Write the material out again, line by line, exactly as it is.

#### Input data
◆ ◆ ◆ ◆ ◆ ◆ ◆

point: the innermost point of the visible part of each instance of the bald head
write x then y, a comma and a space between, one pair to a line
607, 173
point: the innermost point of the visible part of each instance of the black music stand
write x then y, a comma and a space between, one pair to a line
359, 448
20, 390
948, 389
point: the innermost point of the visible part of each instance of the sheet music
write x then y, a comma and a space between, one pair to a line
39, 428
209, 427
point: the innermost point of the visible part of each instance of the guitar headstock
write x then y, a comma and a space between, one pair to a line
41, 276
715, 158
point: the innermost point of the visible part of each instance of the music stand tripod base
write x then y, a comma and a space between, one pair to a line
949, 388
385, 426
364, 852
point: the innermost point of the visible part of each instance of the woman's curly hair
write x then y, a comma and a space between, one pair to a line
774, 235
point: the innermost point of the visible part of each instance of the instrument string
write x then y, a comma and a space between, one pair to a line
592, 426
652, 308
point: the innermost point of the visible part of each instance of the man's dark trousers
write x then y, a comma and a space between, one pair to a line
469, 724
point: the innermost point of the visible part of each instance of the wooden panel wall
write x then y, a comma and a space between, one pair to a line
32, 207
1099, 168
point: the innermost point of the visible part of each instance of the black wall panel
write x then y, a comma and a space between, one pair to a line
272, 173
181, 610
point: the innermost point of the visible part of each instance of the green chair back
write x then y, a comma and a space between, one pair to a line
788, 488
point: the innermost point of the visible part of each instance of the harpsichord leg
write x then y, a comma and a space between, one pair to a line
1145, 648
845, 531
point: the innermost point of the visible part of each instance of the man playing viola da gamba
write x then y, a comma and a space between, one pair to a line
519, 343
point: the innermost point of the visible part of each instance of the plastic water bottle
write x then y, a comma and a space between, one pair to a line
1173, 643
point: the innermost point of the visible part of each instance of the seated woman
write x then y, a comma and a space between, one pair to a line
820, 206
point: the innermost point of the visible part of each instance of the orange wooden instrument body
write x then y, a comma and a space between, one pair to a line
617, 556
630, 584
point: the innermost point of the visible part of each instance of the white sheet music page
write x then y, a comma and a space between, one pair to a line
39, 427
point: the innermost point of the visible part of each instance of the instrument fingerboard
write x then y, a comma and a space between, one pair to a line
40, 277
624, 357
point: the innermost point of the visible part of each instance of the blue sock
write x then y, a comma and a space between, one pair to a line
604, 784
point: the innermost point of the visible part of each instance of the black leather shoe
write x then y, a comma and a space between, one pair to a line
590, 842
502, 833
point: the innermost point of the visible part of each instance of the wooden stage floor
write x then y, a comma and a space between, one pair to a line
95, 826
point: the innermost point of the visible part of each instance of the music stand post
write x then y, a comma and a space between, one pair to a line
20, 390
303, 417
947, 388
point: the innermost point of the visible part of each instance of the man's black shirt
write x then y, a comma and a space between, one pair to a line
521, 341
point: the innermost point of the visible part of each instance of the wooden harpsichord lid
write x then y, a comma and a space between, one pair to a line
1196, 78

◆ ◆ ◆ ◆ ◆ ◆ ◆

#### Task response
point: the innermost point of the visible part of each instance of the bald head
write x then y, a comma and a space between, one pair to a line
607, 173
point: the innermost point of the visible part of each instance of the black music stand
write x then y, a comma and a space between, one pair to a line
359, 448
20, 390
948, 389
point: the innermost point of the visible part of each instance of the sheet music
write x then y, a comma and a space between, one pair to a line
39, 428
209, 427
point: the innermost point of the visible part of each instance of the guitar headstock
write x then y, a comma and a space between, one pair to a line
41, 276
715, 158
point: the innermost point of the visible part of each instance of the music stand tripod base
write x then y, a comma and a space between, one pair to a line
949, 388
385, 426
364, 852
point: the innermost point of the visible part of each instance of the woman's curly hair
write x then y, a comma and a space between, one pair to a line
774, 235
point: the innermost point of the visible part of each instance of the instrument string
write x then y, a comma and a space between, one pair to a line
592, 426
652, 308
point: the innermost point of the visible part of each instance of the man's dark trousers
write x then y, a comma and a space between, one pair to a line
469, 724
point: the innermost point of the visible part of each instance of the wooden panel wall
write x then y, a comma and a space between, one pair to a line
32, 207
1099, 168
point: the innermost point of the visible part of each instance of the black wall panel
write x then y, a comma and a space between, one pair to a line
272, 173
181, 610
point: the innermost point of the visible part of each instance of the green chair back
write x then y, a comma and a space between, one pair to a line
788, 488
point: the innermost point of the visible part of each instance of the harpsichord leg
write x then y, a comma and a space between, one pair to a line
1145, 648
845, 531
point: the innermost point of the visible part of each instance of the man playing viola da gamba
write x then y, a comma and a space between, one pair to a line
519, 343
point: the innermost point of the visible part of each instance of the plastic water bottle
write x then y, a comma and a space between, one pair to a line
1173, 643
point: the innermost point of the visible part of each instance of the seated woman
write x then y, a comma and a space between, one pair to a line
820, 206
point: the innermost point of the visible part of each instance of the orange wooden instrument body
write x then y, a comma and a space between, one pair to a line
617, 556
630, 584
point: the innermost point of the visible part of each instance of the white sheet music page
write x then y, a comma and a space between, one pair to a line
39, 427
point: the innermost point of the visible part of each instance of the instrument fingerboard
write x then y, a comma and a space between, one pair to a line
40, 277
624, 357
point: the innermost point of the visible part of each instance of the blue sock
write x then y, a comma and a space between, one pair to a line
604, 784
point: the innermost point of the visible part of each instance of the black leather shoe
write x then y, a comma and a space between, one pair to a line
590, 842
502, 833
point: the innermost point of the visible part of each instance of the wooden stage floor
write x then y, a comma and a space between, one pair to a line
95, 826
point: the innermost point of the visible part of each instance of the music stand post
write x then y, a comma and a space between, one pair to a line
20, 390
303, 417
947, 388
point: the innermost point of the visible part of each instance of the man's black shirt
write x then y, a comma and a space between, one pair to a line
521, 341
point: the innermost point of the visible part of each instance of the wooden harpsichord lid
write x then y, a comma and a space between, one pair to a line
1196, 78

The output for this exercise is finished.